WHAT TO WORK ON: Output the listing below verbatim, without images.

EXCERPTED RECORDS:
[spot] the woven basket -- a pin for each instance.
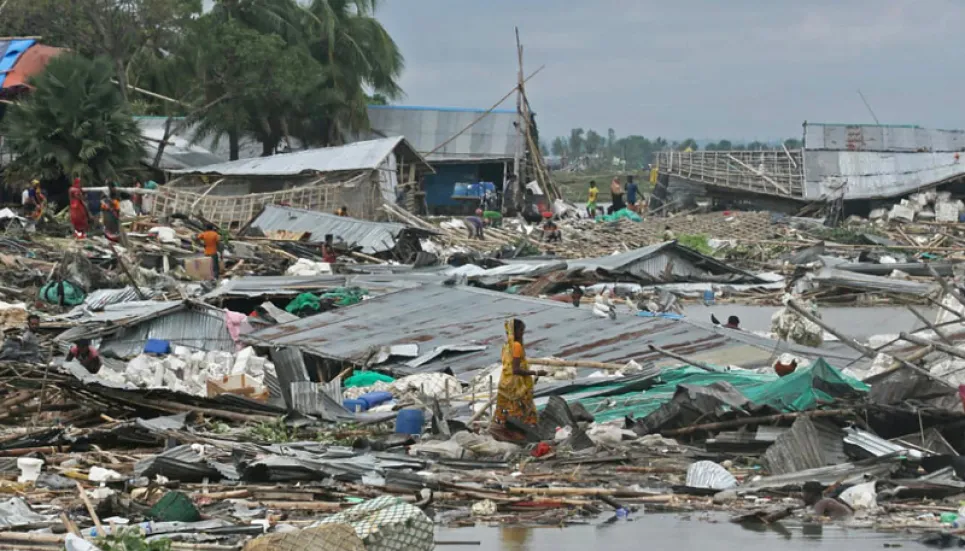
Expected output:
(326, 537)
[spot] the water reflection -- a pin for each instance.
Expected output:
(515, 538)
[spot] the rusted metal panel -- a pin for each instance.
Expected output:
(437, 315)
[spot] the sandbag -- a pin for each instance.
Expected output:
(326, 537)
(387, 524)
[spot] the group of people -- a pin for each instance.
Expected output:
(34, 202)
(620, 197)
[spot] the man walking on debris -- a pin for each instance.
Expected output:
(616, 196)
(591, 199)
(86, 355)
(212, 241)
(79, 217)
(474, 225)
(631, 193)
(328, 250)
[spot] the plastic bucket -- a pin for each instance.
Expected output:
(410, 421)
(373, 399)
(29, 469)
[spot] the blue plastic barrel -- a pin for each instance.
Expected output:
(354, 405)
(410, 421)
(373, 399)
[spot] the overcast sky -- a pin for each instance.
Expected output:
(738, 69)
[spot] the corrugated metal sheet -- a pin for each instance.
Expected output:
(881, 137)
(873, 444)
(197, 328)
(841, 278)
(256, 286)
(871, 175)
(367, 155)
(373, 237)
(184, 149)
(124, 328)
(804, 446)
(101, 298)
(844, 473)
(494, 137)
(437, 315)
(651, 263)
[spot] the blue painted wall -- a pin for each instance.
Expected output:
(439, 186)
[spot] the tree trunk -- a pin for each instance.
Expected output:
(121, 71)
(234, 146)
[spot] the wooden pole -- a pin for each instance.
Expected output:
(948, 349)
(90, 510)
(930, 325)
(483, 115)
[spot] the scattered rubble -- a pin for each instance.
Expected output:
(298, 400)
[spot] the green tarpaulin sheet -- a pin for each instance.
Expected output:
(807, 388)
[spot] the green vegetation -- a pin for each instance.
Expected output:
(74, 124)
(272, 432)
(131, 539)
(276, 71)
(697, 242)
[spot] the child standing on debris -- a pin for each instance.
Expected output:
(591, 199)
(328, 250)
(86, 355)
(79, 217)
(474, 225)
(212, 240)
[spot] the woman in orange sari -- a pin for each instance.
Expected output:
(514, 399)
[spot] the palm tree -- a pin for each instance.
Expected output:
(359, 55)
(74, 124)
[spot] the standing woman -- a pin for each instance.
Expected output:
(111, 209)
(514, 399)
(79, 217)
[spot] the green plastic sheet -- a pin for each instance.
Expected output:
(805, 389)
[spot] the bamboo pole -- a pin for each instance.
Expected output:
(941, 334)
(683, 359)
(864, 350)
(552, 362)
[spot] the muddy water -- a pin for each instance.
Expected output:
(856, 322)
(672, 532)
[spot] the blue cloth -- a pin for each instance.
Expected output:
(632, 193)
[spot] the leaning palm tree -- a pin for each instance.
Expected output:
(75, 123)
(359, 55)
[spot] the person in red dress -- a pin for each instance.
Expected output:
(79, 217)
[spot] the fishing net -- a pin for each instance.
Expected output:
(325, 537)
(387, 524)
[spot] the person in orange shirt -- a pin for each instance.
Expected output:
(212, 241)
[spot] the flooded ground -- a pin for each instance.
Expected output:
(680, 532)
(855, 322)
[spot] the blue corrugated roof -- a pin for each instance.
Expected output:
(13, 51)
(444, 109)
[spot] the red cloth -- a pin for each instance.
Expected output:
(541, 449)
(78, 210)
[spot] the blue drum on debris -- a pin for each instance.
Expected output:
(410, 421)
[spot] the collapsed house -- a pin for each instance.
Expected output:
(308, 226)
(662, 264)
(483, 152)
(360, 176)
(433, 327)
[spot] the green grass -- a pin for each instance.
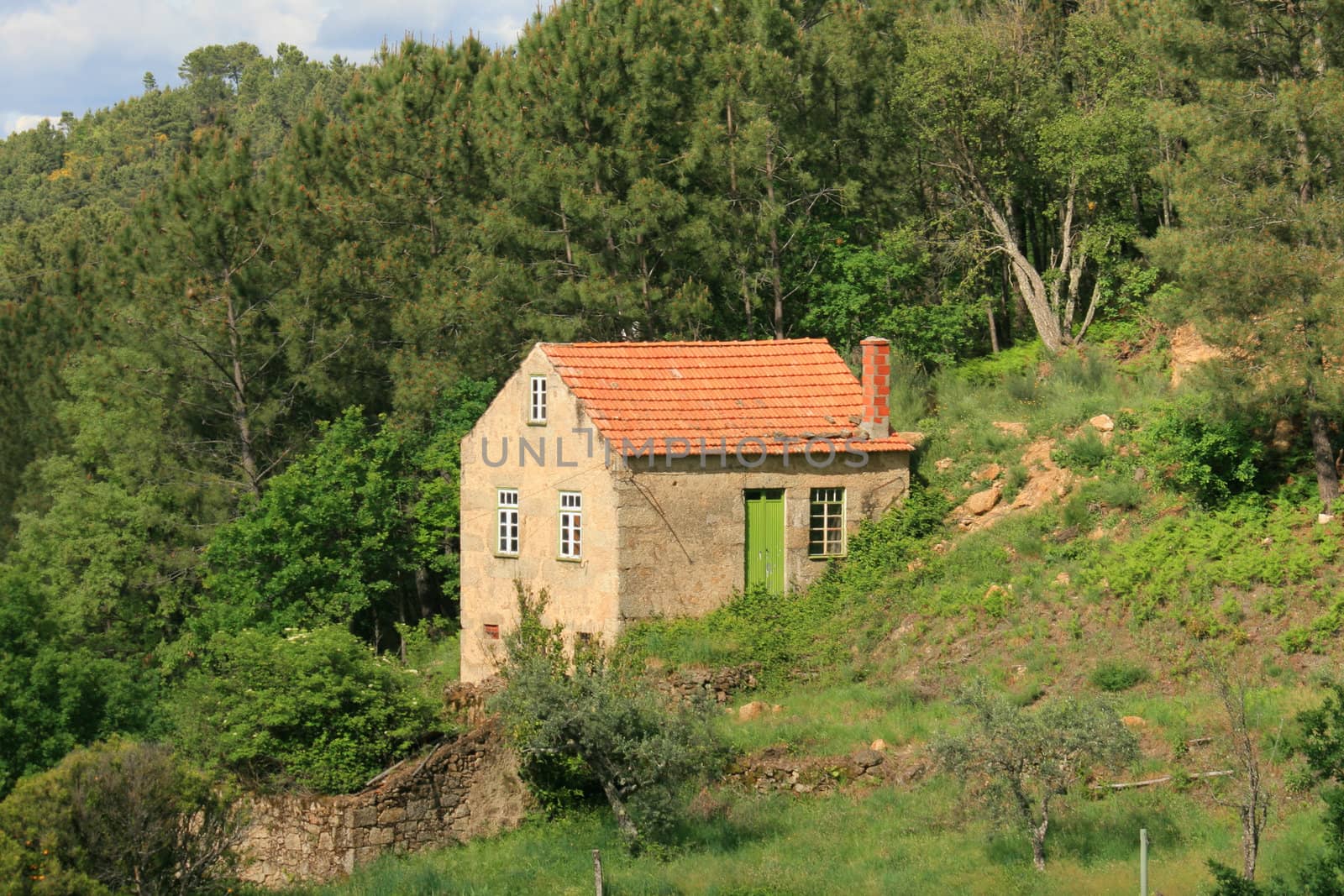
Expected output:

RESPONSE TO THE TASK:
[spot] the woven basket -- a pin for each instance.
Expected output:
(326, 537)
[spot] the water reflection -- a pin for each instance.
Expected output:
(515, 538)
[spot] the rusted metal panel -- a pin for each instance.
Expected output:
(437, 315)
[spot] the sandbag -- a pin for each instance.
Expected output:
(326, 537)
(387, 524)
[spot] the group of people -- a pin for each instance.
Expected output:
(34, 202)
(620, 197)
[spot] the man walking on debris -- a pin for each instance.
Expected output:
(616, 196)
(591, 199)
(86, 355)
(212, 241)
(79, 217)
(474, 225)
(631, 193)
(328, 250)
[spot] the plastic bucket -- a pin for each instance.
Expected output:
(410, 421)
(373, 399)
(29, 469)
[spot] the blue plastic barrel -- a pin for each instance.
Expected output:
(354, 405)
(410, 421)
(373, 399)
[spot] the overcast sky -- a pin for each instance.
Expected output:
(738, 69)
[spot] the corrugated metal sheet -- a pin for each instance.
Expected output:
(881, 137)
(873, 444)
(197, 328)
(841, 278)
(256, 286)
(871, 175)
(367, 155)
(373, 237)
(184, 149)
(124, 328)
(804, 446)
(101, 298)
(844, 473)
(494, 137)
(437, 315)
(651, 263)
[spot] the blue painted wall -- a pin for each instance.
Expected output:
(439, 186)
[spot] the tree trunk -- a pin for each instance.
Expected output:
(121, 71)
(234, 146)
[spot] the wooden pole -- a pin for each instance.
Expected output:
(948, 349)
(90, 510)
(930, 325)
(483, 115)
[spot] the scattered rubble -- a pin for each instance.
Expected output:
(298, 400)
[spot] the green tarpaulin sheet -- a pin for each instance.
Expected output:
(807, 388)
[spot] the green vegetation -- a pin for each instance.
Expected output:
(74, 124)
(272, 432)
(131, 539)
(276, 71)
(697, 242)
[spot] the child standing on debris -- a pin for each instance.
Expected output:
(591, 199)
(328, 250)
(86, 355)
(79, 217)
(474, 225)
(212, 240)
[spot] the woman in orange sari -- a pin for each instance.
Expected output:
(514, 399)
[spot] the palm tree -- a pin for each instance.
Expected output:
(359, 55)
(74, 124)
[spot] the standing woman -- a pin for each instance.
Expected output:
(111, 209)
(514, 399)
(79, 217)
[spot] the green plastic sheet -- a pin for each instance.
Expected output:
(805, 389)
[spot] the bamboo pole -- a pin for each instance.
Expected output:
(941, 334)
(683, 359)
(864, 350)
(552, 362)
[spot] the muddy water -- a pin for each instance.
Expected output:
(856, 322)
(672, 532)
[spot] the blue cloth -- a pin for each instance.
Expected output:
(632, 193)
[spot] the leaning palm tree -- a pin for each instance.
Expected output:
(75, 123)
(359, 55)
[spot] the person in red dress -- a pin for each instance.
Expected output:
(79, 217)
[spot] the fishing net -- a pin for each instance.
Expected output:
(325, 537)
(387, 524)
[spot] the person in orange shirt -- a pin for each instance.
Expected output:
(212, 241)
[spot] the flooded ground -- a pin for each instance.
Expected output:
(680, 532)
(855, 322)
[spot] the blue corrugated roof -- a pin for each instance.
Expected output:
(13, 51)
(444, 109)
[spot] the red cloth -- a pin for each instance.
Expected output:
(541, 449)
(78, 210)
[spot] the blue drum on debris -- a pin for each instance.
Expected output:
(410, 421)
[spot] the collapsed house -- a pin for each instance.
Expected output:
(308, 226)
(662, 264)
(483, 152)
(360, 176)
(433, 327)
[spot] the green grass -- a pin for each instance.
Expected output:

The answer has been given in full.